* **INSTRUCTIONS TO FOLLOW**
Copy out all of the data below, substituting "signal light" for every occurrence of "traffic light" and leaving everything else unchanged.

* BEGIN PROVIDED MATERIAL *

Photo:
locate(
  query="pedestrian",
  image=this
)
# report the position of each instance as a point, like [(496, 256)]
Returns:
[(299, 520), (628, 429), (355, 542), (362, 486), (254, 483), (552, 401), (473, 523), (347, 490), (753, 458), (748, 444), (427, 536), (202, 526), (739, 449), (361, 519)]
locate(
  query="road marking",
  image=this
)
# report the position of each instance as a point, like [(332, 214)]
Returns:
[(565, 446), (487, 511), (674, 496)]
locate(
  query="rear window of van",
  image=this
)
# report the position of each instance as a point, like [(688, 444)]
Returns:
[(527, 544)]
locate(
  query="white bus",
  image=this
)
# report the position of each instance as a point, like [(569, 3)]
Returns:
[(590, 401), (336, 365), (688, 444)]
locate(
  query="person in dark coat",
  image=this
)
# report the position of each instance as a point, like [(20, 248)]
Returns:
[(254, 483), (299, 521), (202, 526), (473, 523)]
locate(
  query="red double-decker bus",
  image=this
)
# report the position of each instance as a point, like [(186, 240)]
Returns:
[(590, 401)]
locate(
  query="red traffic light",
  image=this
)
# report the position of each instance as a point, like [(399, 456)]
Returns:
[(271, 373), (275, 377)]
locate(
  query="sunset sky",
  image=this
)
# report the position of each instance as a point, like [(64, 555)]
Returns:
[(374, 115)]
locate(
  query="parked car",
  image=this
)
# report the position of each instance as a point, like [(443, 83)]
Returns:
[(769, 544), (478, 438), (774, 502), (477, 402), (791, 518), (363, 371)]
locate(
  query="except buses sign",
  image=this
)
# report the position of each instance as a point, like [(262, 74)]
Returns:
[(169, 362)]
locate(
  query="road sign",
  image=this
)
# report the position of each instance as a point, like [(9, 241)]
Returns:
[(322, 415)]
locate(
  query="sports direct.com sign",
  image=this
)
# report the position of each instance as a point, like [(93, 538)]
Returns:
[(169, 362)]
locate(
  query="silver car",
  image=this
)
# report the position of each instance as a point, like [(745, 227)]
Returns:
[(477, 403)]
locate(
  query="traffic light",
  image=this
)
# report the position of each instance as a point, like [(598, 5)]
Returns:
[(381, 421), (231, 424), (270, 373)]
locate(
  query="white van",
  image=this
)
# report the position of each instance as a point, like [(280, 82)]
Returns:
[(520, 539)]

* END PROVIDED MATERIAL *

* **WRITTEN ANSWER**
Photo:
locate(
  query="pedestrian",
  image=this
)
# report the position of each instance as a point, like [(496, 256)]
Returns:
[(299, 520), (628, 429), (355, 542), (362, 486), (254, 483), (552, 401), (473, 523), (347, 490), (753, 458), (748, 444), (427, 536), (202, 526), (739, 449), (361, 519)]
locate(
  query="road marking",
  image=this
)
# report the position of each instance as a point, like [(332, 214)]
Returns:
[(565, 446), (487, 511), (674, 496)]
locate(
  query="rear window of van",
  image=this
)
# report the position of each instance as a point, like [(688, 444)]
Returns:
[(527, 544)]
locate(
  query="white bus",
  image=this
)
# report the position of each instance as a point, like [(569, 3)]
Returns:
[(590, 401), (336, 365), (688, 444)]
locate(
  query="person in dark coat",
  image=this
)
# report the position of each instance as a point, like [(20, 248)]
Returns:
[(254, 483), (299, 521), (202, 526), (473, 523)]
locate(
  query="red double-decker bus",
  image=this
)
# report the position of each instance as a point, like [(186, 240)]
Returns:
[(590, 401)]
locate(
  query="red signal light",
  image=this
)
# report the position of each instance as a point, like [(399, 456)]
Returns:
[(271, 373), (275, 377)]
locate(
  query="sunset sky",
  image=this
)
# report the position of each instance as a point, like [(64, 555)]
Returns:
[(374, 115)]
locate(
  query="parked car",
  image=this
)
# report the position of each instance as a point, like [(443, 83)]
Returns:
[(769, 544), (478, 438), (774, 502), (477, 402), (791, 518), (363, 371)]
locate(
  query="except buses sign",
  image=this
)
# report the position of each instance as a point, like [(262, 74)]
Returns:
[(169, 362)]
locate(
  query="road sign",
  image=this
)
# report the position of each instance as a point, like [(9, 241)]
Returns:
[(322, 415)]
locate(
  query="sports direct.com sign",
  image=this
)
# report the position of each instance as a point, like [(93, 538)]
Returns:
[(169, 362)]
locate(
  query="silver car",
  image=this
)
# report the position of each instance as a point, like [(745, 227)]
Returns:
[(477, 403)]
locate(
  query="signal light",
  image=this
)
# report the position of each instance as a point, like [(598, 5)]
Returns:
[(381, 421), (231, 424), (270, 373)]
locate(
  query="white van",
  image=this
)
# report the position of each instance as a point, like [(280, 82)]
Returns:
[(520, 539)]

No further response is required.